# Best side grinder disk for sharpening stump teeth?



## Tyrel (Mar 27, 2019)

Sick of searching through threads what is the best angle grinder sharpening disk for stump grinder teeth


----------



## Tyrel (Mar 27, 2019)

I u


Tyrel said:


> Sick of searching through threads what is the best angle grinder sharpening disk for stump grinder teeth[/QUOTE I use a 4 1/2 diamond wheel off eBay uk. Works pretty good. Just wondering if anyone else has had success with one? Thanks


----------



## pdqdl (Mar 31, 2019)

Not too many folks sharpen their own. Bench grinder wheels can be "green wheels" for carbide or a diamond wheel. They both throw carbide dust which is exceeding unhealthy for your lungs.

──────────────────────────────

_Work to complete_: Copy the stump teeth thread, beginning at the words "## pdqdl (Mar" and stopping after "for your lungs.", and rename "Bench grinder" to "Pedestal grinder" wherever it appears. The records have nothing to do with the stump teeth thread.

──────────────────────────────

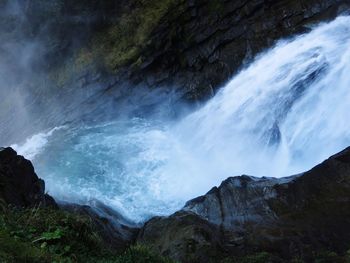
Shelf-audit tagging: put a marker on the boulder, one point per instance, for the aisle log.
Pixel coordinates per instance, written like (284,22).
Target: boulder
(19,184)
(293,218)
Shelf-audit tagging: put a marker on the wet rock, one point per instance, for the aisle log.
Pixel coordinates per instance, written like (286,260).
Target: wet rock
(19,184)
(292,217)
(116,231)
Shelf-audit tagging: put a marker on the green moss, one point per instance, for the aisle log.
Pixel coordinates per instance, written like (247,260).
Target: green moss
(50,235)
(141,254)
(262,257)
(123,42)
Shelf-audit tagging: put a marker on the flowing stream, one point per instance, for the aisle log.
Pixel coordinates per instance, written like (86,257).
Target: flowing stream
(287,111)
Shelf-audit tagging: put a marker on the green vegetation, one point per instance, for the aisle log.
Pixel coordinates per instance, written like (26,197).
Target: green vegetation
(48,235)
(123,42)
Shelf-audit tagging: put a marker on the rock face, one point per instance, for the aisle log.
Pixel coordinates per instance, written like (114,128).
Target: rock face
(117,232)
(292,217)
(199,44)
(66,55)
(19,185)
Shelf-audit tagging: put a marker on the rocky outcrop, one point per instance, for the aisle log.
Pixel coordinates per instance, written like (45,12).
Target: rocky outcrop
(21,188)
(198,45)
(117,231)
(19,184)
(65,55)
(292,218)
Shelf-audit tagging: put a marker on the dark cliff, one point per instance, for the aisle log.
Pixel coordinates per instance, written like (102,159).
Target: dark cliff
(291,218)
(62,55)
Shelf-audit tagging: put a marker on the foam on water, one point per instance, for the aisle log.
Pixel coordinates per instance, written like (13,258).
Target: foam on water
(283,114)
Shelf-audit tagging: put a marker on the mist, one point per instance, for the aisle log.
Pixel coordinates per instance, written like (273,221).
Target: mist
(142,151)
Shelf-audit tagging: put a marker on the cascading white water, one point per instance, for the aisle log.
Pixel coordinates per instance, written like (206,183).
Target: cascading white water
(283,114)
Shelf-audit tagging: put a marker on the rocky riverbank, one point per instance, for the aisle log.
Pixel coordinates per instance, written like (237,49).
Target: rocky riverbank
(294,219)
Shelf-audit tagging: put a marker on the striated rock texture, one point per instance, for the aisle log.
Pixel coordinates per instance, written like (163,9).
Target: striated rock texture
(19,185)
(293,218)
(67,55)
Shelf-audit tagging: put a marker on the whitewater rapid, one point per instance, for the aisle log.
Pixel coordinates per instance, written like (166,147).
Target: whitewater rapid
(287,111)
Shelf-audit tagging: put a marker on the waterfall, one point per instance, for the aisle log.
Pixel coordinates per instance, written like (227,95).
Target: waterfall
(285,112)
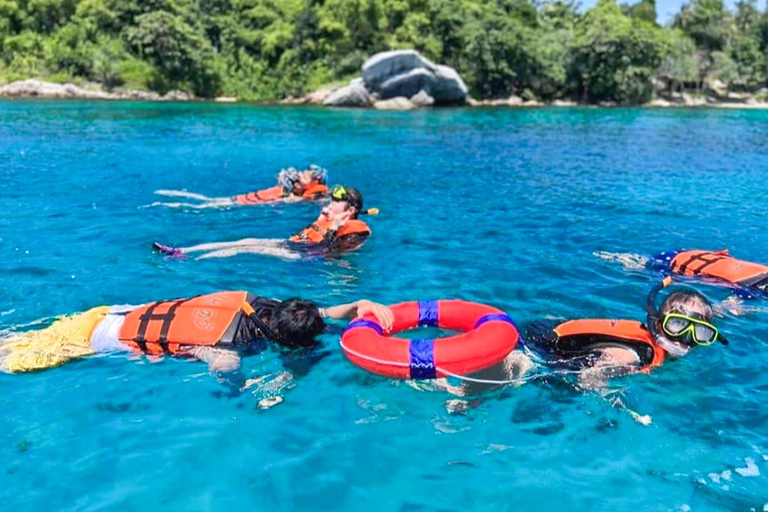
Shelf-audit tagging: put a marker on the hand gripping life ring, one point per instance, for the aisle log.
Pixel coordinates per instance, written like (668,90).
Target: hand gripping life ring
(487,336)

──────────────────────────────

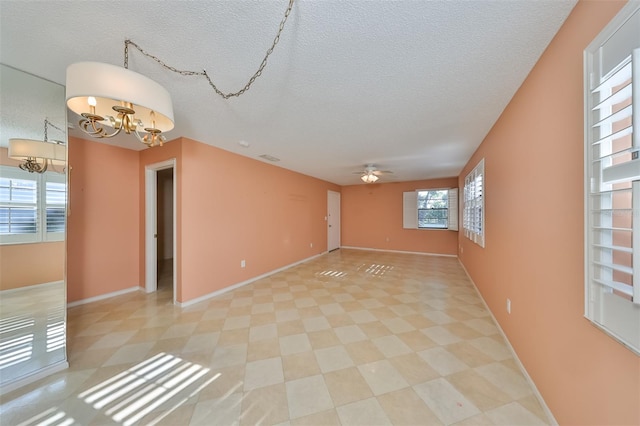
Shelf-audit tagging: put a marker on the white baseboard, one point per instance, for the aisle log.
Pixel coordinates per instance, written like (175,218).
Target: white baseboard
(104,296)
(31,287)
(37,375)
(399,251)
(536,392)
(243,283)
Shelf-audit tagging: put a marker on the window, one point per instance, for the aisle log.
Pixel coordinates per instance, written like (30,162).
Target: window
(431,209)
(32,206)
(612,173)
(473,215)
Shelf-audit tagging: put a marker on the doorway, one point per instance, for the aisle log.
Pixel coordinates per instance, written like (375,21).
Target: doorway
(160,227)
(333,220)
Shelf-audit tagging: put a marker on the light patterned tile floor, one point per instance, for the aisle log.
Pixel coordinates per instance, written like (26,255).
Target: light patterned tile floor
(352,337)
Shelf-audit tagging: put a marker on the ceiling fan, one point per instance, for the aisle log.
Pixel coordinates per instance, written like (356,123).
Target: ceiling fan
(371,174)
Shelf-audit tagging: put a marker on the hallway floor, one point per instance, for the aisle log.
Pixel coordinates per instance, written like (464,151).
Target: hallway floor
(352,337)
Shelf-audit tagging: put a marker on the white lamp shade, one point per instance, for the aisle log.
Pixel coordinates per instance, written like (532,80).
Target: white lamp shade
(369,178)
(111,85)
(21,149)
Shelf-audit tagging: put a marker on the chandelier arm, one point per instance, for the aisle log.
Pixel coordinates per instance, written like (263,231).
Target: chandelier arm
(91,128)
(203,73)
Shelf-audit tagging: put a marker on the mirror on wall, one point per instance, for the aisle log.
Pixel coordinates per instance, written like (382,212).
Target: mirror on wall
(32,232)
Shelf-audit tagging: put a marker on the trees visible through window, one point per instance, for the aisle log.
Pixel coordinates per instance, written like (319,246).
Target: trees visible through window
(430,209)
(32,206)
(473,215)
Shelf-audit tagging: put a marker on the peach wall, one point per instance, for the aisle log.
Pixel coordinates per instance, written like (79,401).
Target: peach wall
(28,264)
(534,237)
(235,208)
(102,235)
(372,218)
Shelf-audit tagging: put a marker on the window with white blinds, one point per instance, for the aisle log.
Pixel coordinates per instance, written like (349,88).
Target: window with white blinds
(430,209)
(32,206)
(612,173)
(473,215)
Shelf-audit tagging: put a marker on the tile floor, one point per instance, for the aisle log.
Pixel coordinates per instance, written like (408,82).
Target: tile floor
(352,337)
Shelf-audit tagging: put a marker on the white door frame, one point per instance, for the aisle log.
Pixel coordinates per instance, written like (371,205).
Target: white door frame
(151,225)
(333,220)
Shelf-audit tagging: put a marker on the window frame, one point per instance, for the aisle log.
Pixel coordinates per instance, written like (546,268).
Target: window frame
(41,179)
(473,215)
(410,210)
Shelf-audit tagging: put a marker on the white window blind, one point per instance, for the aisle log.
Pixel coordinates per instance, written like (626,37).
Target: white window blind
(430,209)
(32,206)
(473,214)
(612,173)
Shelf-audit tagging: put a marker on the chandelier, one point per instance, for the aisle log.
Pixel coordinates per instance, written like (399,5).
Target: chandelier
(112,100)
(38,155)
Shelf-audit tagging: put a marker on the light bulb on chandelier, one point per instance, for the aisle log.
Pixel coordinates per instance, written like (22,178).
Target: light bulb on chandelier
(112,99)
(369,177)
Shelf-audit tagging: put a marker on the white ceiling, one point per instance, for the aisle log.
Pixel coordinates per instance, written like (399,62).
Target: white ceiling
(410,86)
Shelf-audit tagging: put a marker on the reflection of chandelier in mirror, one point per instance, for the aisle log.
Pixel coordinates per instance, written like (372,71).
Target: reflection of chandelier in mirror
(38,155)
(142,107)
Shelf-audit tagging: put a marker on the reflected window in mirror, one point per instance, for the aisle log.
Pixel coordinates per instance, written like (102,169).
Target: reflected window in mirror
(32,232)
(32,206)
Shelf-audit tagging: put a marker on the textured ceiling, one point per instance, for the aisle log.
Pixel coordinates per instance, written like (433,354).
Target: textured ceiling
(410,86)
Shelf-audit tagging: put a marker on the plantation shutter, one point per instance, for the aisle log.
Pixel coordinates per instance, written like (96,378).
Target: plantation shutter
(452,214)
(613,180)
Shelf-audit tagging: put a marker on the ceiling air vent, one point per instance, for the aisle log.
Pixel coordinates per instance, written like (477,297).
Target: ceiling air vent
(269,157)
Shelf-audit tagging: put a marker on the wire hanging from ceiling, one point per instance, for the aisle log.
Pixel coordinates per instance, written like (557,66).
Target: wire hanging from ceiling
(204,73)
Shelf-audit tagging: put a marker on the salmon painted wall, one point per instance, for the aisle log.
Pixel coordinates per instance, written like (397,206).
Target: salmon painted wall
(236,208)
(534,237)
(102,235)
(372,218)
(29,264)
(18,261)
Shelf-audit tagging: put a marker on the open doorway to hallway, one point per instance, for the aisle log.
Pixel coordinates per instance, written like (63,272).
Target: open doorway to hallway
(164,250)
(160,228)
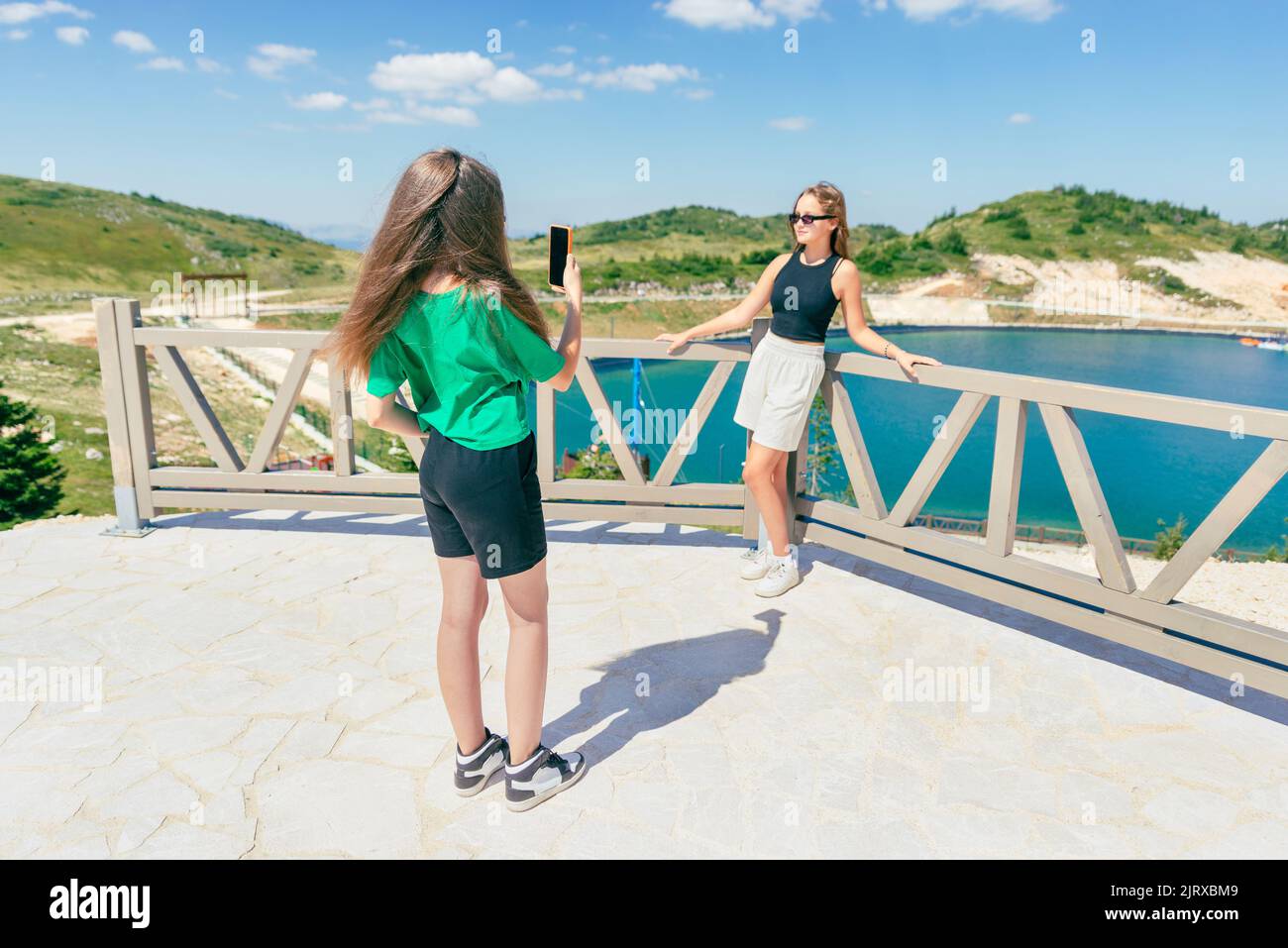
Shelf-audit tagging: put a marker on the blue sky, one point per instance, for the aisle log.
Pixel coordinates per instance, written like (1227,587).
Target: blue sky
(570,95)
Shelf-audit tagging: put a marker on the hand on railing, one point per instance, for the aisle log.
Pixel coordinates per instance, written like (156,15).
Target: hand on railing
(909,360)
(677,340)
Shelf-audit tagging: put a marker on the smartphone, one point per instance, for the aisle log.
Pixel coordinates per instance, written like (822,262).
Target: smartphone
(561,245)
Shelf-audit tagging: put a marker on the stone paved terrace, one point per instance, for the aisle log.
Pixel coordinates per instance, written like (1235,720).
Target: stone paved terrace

──────────────────────────────

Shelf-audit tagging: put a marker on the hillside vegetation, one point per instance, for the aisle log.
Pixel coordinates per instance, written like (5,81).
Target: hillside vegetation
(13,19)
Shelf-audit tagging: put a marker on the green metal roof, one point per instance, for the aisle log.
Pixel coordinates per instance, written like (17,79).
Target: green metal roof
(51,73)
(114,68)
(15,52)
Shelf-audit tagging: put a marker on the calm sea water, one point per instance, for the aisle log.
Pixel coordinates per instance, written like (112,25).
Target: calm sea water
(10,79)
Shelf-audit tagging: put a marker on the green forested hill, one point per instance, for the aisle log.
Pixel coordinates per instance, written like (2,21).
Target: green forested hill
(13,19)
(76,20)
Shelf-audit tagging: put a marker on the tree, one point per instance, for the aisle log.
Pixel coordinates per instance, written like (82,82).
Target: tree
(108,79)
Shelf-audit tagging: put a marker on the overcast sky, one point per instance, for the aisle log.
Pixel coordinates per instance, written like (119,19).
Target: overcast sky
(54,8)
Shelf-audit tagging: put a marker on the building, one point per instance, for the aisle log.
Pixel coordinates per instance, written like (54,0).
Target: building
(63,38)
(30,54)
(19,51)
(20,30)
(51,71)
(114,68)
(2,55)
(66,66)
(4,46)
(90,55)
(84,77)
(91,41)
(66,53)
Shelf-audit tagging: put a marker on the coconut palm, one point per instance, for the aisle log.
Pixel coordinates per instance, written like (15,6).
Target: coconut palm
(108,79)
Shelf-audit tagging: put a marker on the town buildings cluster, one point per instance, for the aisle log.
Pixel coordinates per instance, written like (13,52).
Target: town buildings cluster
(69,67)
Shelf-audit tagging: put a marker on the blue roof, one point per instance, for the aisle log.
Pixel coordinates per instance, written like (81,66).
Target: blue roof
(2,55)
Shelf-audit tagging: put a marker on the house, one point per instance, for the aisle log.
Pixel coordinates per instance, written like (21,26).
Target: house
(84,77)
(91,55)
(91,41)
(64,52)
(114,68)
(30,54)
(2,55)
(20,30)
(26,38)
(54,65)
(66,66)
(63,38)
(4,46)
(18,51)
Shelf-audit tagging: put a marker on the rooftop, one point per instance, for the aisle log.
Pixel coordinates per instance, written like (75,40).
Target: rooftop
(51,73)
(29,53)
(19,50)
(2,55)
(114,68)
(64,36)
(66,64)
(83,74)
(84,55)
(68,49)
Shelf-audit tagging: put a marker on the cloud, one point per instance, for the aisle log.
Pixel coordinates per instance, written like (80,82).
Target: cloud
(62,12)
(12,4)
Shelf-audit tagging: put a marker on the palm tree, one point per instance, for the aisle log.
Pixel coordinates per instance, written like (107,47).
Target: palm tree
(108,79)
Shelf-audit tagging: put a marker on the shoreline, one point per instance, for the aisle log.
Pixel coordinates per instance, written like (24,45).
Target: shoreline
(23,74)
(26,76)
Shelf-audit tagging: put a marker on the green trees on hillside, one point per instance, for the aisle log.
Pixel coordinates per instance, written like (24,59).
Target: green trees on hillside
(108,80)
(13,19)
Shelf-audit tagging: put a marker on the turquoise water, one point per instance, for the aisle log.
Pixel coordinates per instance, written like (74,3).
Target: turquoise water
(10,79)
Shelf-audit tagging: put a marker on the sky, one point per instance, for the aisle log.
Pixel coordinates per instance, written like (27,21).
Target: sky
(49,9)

──────────────────────────────

_Written response_:
## pdqdl (Mar 31, 2019)

Not too many folks sharpen their own. Pedestal grinder wheels can be "green wheels" for carbide or a diamond wheel. They both throw carbide dust which is exceeding unhealthy for your lungs.